### Source document
(begin)

I had never come across this type of card until today when I stumbled across two of them on Etsy. Measuring an incredible 3.5 in x 11 in they must have been difficult to send through the mail without suffering damage. According to the Tuck Database they date from 1907 and were issued as a set of six. Reasonably priced at €9 each plus shipping (from the USA) I decided not to take the risk of damage – even in a card backed envelope. If you’re interested they are here.
I recently picked up these four unused Scholastic cards from a US seller on eBay – all of €4.60 including postage. No artists signatures on any of them, or series numbers, but at least all are titled! Three of them I hadn’t seen before and the strange “A Farmyard Scene” – noted previously but not one that I would have really wanted – and only purchased as it was so cheap.
Left to right clockwise: “A Farmyard Scene“; “The Bridge in the Woods“; “The Road to the Mountains” and “The Edge of the Lake“.
Any clues to the artist(s) identity would be welcomed.

(end)

### Exercise
In the postcard collecting post, what total price was paid for the four unused Scholastic cards?

### Available data
(begin)

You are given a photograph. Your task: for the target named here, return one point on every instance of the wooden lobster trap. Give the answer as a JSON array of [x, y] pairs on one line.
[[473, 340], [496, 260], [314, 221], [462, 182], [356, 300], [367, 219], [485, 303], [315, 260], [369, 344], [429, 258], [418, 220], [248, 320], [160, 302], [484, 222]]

(end)

### Full output
€4.60, including postage.